→ SELECTION
## START

The restaurant is on the first floor, and quite a nice space too, despite being canteen-style. The pale-wood floor and white-painted tables contrast with the dark grey walls, while chairs in shades of yellow and grey tie it all together. Four raised booths are along the side wall, backed by wood panelling hand-painted with still life and landscape art. It seats around 75 people in all.
The Lituanica chain is named after the famous Lituanica aeroplane (which crashed after a transatlantic flight in 1933), and so it's unsurprising to see here a large replica of the plane hanging above the open staircase that leads up from below, as well as a huge painting of Lituanica in flight on one wall.
Service is from the counter at the back — order and pay here, and most likely your food will be dished out immediately for you to carry it to your table on a tray. (Some items require a brief wait, in which case staff will bring them to the table for you.)
Kake visited on a Saturday lunchtime in July 2017. There were a scattering of people in when I arrived around 12:30pm, but plenty of free tables — even two of the booths were free. People came and went during the hour I was there, but it never got more than about half-full. Pop music was playing, somewhat louder than ideal for conversation. It was a hot day, and I was grateful that they had the aircon on.

## END

→ DATA LISTING

## START

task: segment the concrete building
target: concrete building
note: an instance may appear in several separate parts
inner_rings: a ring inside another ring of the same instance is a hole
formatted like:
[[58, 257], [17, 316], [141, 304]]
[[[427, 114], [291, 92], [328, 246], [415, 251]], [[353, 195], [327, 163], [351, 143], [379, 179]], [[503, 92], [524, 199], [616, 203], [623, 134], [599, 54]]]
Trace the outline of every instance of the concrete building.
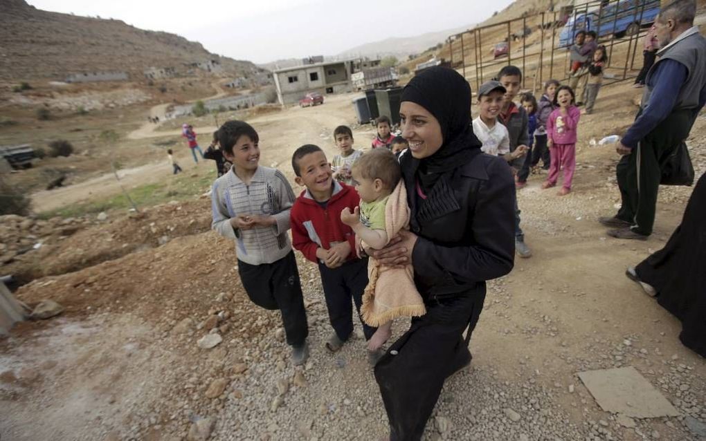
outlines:
[[72, 73], [64, 80], [66, 83], [92, 83], [95, 81], [126, 81], [127, 72], [84, 72]]
[[204, 60], [203, 61], [187, 63], [186, 66], [189, 67], [198, 68], [199, 69], [207, 72], [217, 73], [223, 71], [223, 66], [220, 65], [220, 62], [218, 60]]
[[143, 71], [143, 73], [148, 80], [171, 78], [176, 76], [176, 69], [173, 67], [150, 67]]
[[282, 105], [299, 102], [310, 92], [321, 95], [351, 92], [353, 61], [326, 61], [275, 71], [277, 99]]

## END

→ SET TASKS
**1)** Name the colors the restaurant review gives for the tables, the walls, and the chairs, saying which item each color belongs to.
**2)** Please resume the restaurant review after its final sentence.

→ EXPECTED ANSWERS
**1)**
- Tables: white
- Walls: dark grey
- Chairs: yellow and grey

**2)**
My first two choices — dumplings with curd, and cepelinai (stuffed potato dumplings) — weren't available, so I went for žemaičių (potato pancakes stuffed with meat; £6 for a full portion; half-portions are also available) photo. These didn't look enormously promising when they arrived, but they were pretty good, with a nice contrast of textures between the crisp breadcrumbed exterior, the mashed-potato interior, and the minced meat filling. The seasoning was just right, and the sour cream provided on the side added enough interest that it never got tedious to eat despite the size of the portion.
Child-friendliness: They have at least two highchairs, the type with no tray and very little back support. There were several children in during our visit. The ladies' toilet has a pull-down nappy change table (gents' not checked).
Accessibility: Step-free into the supermarket, but the restaurant is up a steep flight of stairs (with sturdy handrail) and there's no lift. No steps between restaurant and toilet.